**GOAL 1:** From the Manchester derby article, set down the stretch from "Ole Gunnar Solskjaer changes" through "this city’s subordinates." word for word.
**GOAL 2:** According to the Manchester derby article, whose own goal put United behind?

Ole Gunnar Solskjaer changes but questions remain the same at Manchester United
independent– To preview this 186th Manchester derby, Ole Gunnar Solskjaer was asked whether he could ever see Manchester City eclipsing Manchester United in terms of size, stature and success during his lifetime. “No, I can’t,” he said, adding: “We are Man United, we are always going to come back. I think we are the number one club in Manchester and that also probably means in the world.”
Then came the kick-off, at which point the number one club in Manchester and apparently the number one club in the world sat deep in a low block and allowed their rivals from across town to keep and manipulate the ball at will, as United themselves refused to break out of a 5-3-2 shape which went against all Solskjaer’s bravado to essentially confirm their status as this city’s subordinates.
And you know what? It was probably the right idea. We all saw what happened when Solskjaer took a very different approach and attempted to engage with Liverpool, pressing high but in an uncoordinated fashion, with a midfield that was horrifically overburdened and overrun, with a back four rather than the back three that started this game. Something had to change, but the more things change at Solskjaer’s United, the more they stay the same.
United were abysmal against Liverpool but barely any better here, despite a sliver of respectability in a scoreline that did not reflect City’s total dominance. That it was only 2-0 was a result of wayward finishing from Pep Guardiola’s players rather than United’s reactive, conservative gameplan. The new system was rendered useless as soon as Eric Bailly’s own goal put United behind.

**STORED ROWS:**

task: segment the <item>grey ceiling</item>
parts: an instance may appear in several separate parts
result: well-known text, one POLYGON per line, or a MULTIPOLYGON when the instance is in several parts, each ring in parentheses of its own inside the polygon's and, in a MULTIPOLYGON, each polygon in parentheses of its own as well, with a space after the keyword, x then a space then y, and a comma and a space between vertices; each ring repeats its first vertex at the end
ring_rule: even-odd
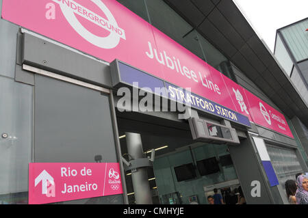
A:
POLYGON ((296 115, 308 126, 307 105, 231 0, 164 1, 233 62, 289 118, 296 115))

**EXERCISE OUTPUT 1:**
Ole Gunnar Solskjaer changes but questions remain the same at Manchester United
independent– To preview this 186th Manchester derby, Ole Gunnar Solskjaer was asked whether he could ever see Manchester City eclipsing Manchester United in terms of size, stature and success during his lifetime. “No, I can’t,” he said, adding: “We are Man United, we are always going to come back. I think we are the number one club in Manchester and that also probably means in the world.”
Then came the kick-off, at which point the number one club in Manchester and apparently the number one club in the world sat deep in a low block and allowed their rivals from across town to keep and manipulate the ball at will, as United themselves refused to break out of a 5-3-2 shape which went against all Solskjaer’s bravado to essentially confirm their status as this city’s subordinates.

**EXERCISE OUTPUT 2:** Eric Bailly's.